In the entries that follow, find every line containing "below" and copy it.
-- Opening Marker --
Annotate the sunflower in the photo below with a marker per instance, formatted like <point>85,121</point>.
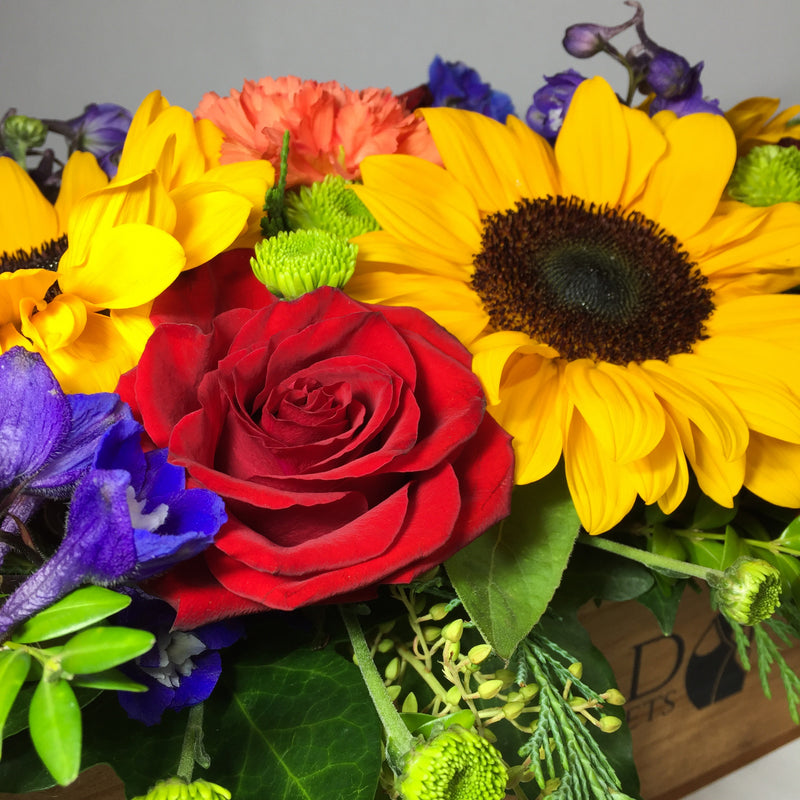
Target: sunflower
<point>619,315</point>
<point>78,277</point>
<point>755,122</point>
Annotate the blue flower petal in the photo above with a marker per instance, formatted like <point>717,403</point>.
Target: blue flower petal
<point>34,415</point>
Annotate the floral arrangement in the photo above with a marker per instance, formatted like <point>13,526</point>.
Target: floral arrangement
<point>323,409</point>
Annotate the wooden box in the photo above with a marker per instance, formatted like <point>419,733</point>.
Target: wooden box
<point>694,713</point>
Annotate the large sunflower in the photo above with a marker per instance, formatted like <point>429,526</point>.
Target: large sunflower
<point>619,315</point>
<point>77,278</point>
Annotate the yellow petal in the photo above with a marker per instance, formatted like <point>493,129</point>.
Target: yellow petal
<point>773,470</point>
<point>619,407</point>
<point>483,154</point>
<point>27,219</point>
<point>600,488</point>
<point>128,265</point>
<point>592,146</point>
<point>24,283</point>
<point>421,203</point>
<point>82,176</point>
<point>685,186</point>
<point>533,414</point>
<point>209,219</point>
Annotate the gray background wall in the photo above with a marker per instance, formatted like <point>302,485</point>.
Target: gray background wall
<point>58,55</point>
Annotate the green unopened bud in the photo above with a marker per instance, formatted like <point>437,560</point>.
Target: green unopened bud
<point>292,264</point>
<point>614,697</point>
<point>609,724</point>
<point>507,676</point>
<point>455,765</point>
<point>330,206</point>
<point>490,689</point>
<point>767,175</point>
<point>21,133</point>
<point>576,669</point>
<point>453,631</point>
<point>439,611</point>
<point>479,653</point>
<point>749,591</point>
<point>178,789</point>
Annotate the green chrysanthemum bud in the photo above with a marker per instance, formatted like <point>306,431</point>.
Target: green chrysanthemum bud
<point>749,592</point>
<point>329,206</point>
<point>291,264</point>
<point>767,175</point>
<point>457,764</point>
<point>178,789</point>
<point>21,133</point>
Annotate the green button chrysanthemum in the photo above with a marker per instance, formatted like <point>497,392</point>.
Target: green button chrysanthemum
<point>330,206</point>
<point>292,264</point>
<point>767,175</point>
<point>750,591</point>
<point>457,764</point>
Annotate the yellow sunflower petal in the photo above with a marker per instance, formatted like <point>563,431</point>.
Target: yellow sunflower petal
<point>481,153</point>
<point>419,202</point>
<point>15,286</point>
<point>27,219</point>
<point>128,265</point>
<point>601,488</point>
<point>685,186</point>
<point>82,176</point>
<point>210,218</point>
<point>773,470</point>
<point>533,415</point>
<point>592,147</point>
<point>697,399</point>
<point>619,407</point>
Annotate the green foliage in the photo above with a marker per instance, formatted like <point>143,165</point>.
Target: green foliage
<point>55,726</point>
<point>40,652</point>
<point>506,577</point>
<point>562,752</point>
<point>76,611</point>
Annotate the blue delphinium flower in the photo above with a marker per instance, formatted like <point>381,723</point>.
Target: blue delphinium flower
<point>551,102</point>
<point>100,130</point>
<point>182,667</point>
<point>454,84</point>
<point>48,439</point>
<point>130,515</point>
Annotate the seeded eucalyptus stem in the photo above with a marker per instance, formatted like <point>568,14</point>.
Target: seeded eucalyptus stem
<point>398,738</point>
<point>652,560</point>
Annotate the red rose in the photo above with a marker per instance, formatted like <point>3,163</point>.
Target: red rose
<point>349,442</point>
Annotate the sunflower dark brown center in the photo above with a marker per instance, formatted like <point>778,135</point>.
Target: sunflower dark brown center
<point>590,281</point>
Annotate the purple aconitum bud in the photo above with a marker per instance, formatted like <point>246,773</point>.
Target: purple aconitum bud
<point>100,130</point>
<point>454,84</point>
<point>550,103</point>
<point>587,39</point>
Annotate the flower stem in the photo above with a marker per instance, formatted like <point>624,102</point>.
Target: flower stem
<point>398,738</point>
<point>652,560</point>
<point>192,751</point>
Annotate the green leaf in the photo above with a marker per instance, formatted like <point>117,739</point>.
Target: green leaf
<point>98,649</point>
<point>297,723</point>
<point>507,576</point>
<point>663,600</point>
<point>55,726</point>
<point>77,610</point>
<point>109,679</point>
<point>14,666</point>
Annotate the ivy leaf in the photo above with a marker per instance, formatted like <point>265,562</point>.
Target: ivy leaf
<point>507,576</point>
<point>55,726</point>
<point>77,610</point>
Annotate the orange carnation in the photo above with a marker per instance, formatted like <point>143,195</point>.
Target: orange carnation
<point>332,128</point>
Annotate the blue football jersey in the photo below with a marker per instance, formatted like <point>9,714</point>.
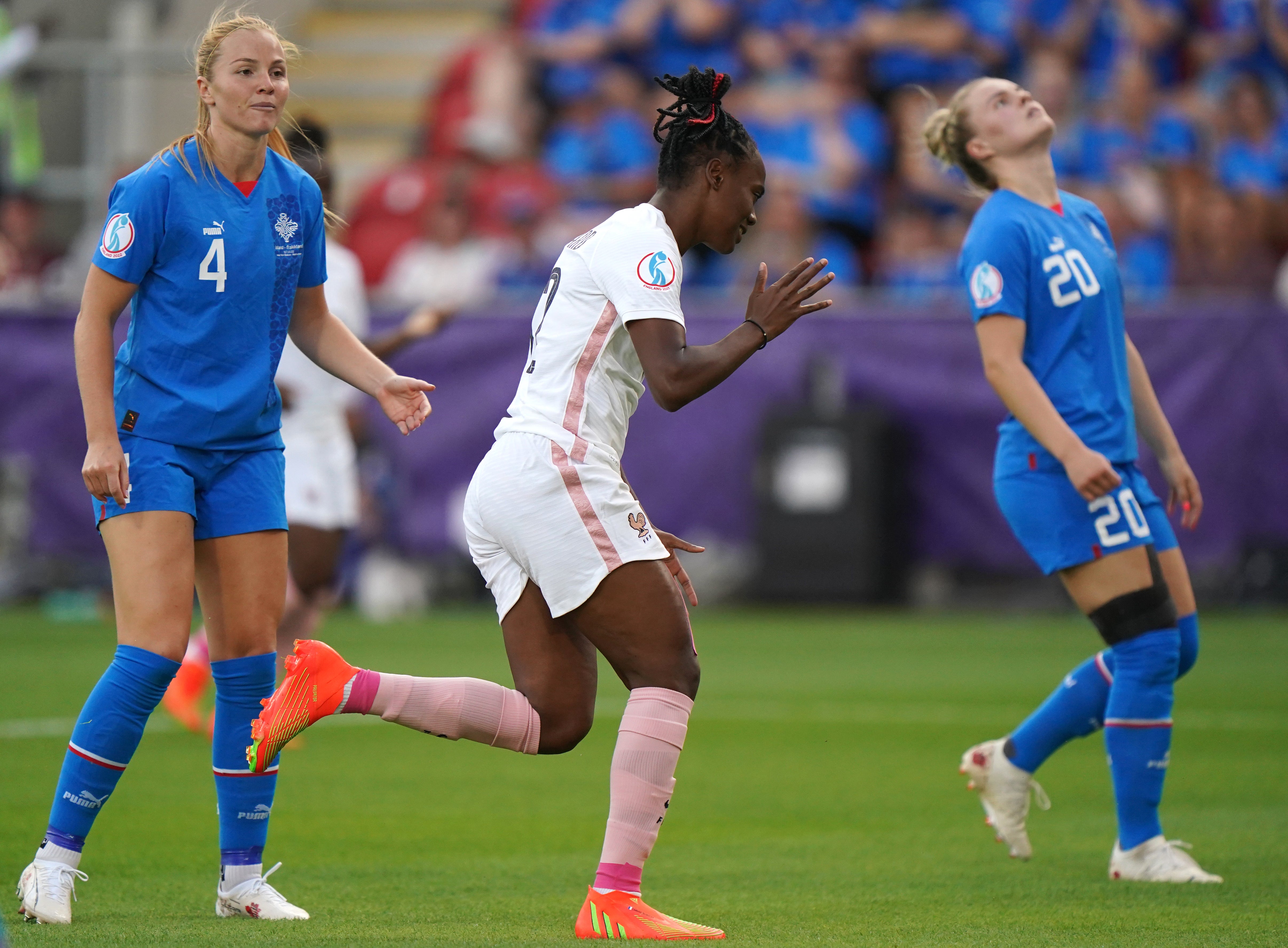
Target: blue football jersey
<point>217,275</point>
<point>1059,274</point>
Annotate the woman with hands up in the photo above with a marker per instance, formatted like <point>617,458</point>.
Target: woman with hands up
<point>570,554</point>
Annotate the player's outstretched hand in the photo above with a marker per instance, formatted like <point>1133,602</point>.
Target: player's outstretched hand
<point>779,306</point>
<point>404,401</point>
<point>1183,490</point>
<point>673,543</point>
<point>1091,473</point>
<point>106,472</point>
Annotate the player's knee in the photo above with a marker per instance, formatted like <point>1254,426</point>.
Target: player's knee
<point>563,732</point>
<point>683,677</point>
<point>1139,612</point>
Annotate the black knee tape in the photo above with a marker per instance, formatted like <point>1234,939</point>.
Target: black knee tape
<point>1139,612</point>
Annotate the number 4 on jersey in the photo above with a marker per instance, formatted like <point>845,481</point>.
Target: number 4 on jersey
<point>217,256</point>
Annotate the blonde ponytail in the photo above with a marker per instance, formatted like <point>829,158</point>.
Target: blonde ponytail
<point>204,56</point>
<point>947,132</point>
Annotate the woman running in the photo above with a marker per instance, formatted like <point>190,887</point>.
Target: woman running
<point>567,551</point>
<point>218,243</point>
<point>1046,297</point>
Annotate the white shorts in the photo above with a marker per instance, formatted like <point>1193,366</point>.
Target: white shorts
<point>534,513</point>
<point>321,480</point>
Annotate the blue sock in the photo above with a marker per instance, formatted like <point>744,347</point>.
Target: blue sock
<point>1189,629</point>
<point>245,799</point>
<point>1139,731</point>
<point>107,732</point>
<point>1077,708</point>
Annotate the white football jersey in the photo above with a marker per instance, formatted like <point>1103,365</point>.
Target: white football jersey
<point>319,397</point>
<point>583,379</point>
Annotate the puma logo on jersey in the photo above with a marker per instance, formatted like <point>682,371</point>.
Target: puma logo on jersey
<point>639,525</point>
<point>580,241</point>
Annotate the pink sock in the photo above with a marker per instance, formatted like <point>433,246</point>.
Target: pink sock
<point>451,708</point>
<point>641,782</point>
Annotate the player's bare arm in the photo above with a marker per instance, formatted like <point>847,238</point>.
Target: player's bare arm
<point>1183,487</point>
<point>325,339</point>
<point>679,373</point>
<point>105,471</point>
<point>672,543</point>
<point>1001,343</point>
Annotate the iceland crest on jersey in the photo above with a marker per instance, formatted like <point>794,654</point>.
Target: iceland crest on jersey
<point>118,236</point>
<point>285,227</point>
<point>986,285</point>
<point>656,271</point>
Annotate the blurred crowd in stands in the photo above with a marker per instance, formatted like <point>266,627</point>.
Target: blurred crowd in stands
<point>1173,115</point>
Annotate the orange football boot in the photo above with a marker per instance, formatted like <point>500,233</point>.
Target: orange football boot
<point>313,688</point>
<point>183,696</point>
<point>621,915</point>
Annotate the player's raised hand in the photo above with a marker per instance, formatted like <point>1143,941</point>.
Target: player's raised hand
<point>1183,490</point>
<point>106,472</point>
<point>673,543</point>
<point>405,402</point>
<point>1091,473</point>
<point>779,306</point>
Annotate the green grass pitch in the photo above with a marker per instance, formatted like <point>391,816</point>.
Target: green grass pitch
<point>818,799</point>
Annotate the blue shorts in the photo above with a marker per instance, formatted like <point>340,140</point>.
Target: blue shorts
<point>1061,530</point>
<point>226,493</point>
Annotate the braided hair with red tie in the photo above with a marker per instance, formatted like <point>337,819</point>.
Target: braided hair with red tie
<point>697,127</point>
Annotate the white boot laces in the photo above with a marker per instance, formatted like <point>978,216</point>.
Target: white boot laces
<point>261,888</point>
<point>57,879</point>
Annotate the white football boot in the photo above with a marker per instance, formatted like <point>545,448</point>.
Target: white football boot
<point>1159,860</point>
<point>256,898</point>
<point>1004,793</point>
<point>47,891</point>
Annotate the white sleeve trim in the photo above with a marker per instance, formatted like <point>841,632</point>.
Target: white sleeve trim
<point>654,315</point>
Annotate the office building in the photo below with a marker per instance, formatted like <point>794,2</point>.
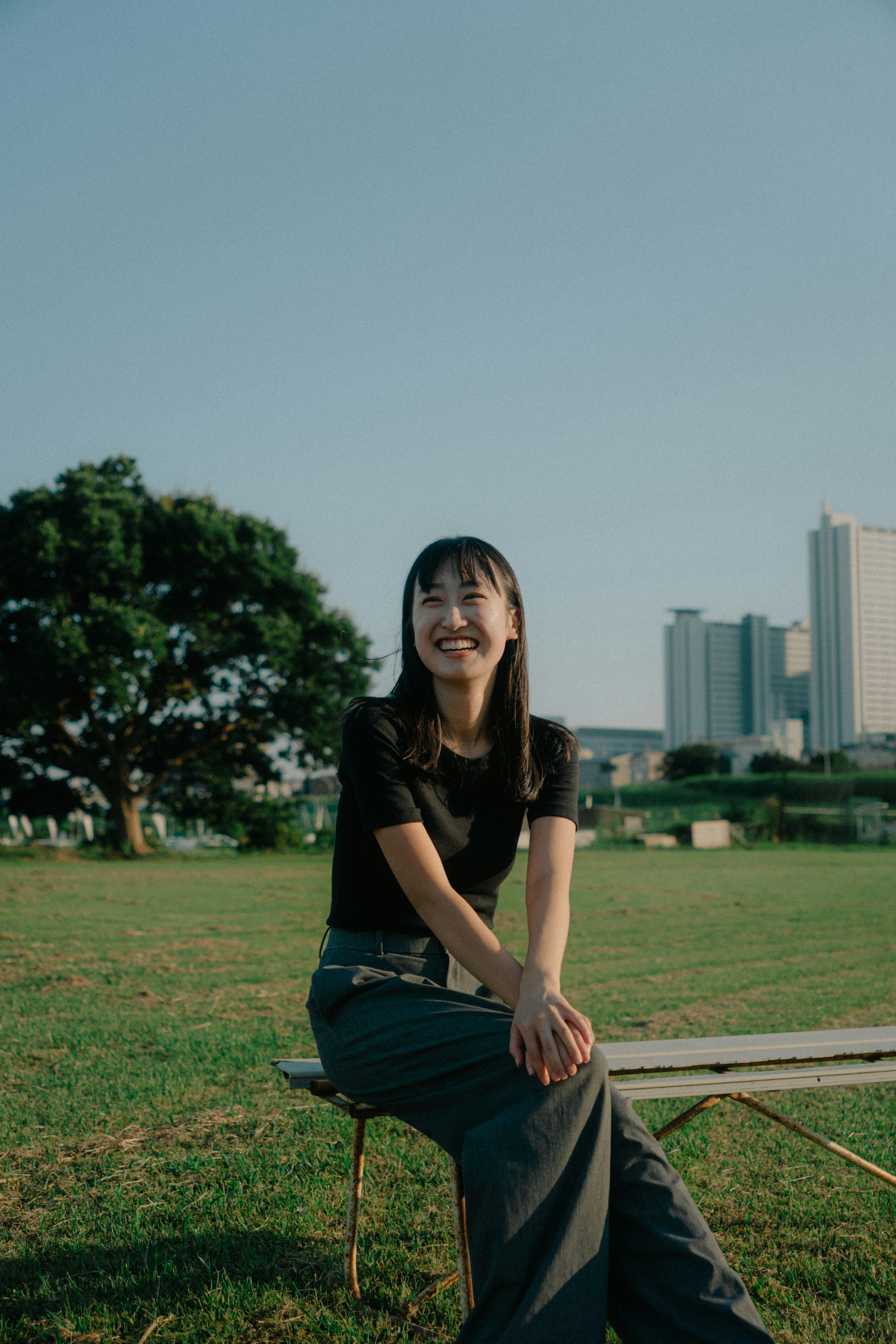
-- Closing Marker --
_Response for this exercise_
Annotate the sunflower in the photo below with a marker per instance, formatted like <point>85,121</point>.
Annotate the blue football jersey in the photo below with a marker per instance, formatted like <point>9,714</point>.
Annotate the office building in the photo below with a marker per instance, formatted like <point>794,2</point>.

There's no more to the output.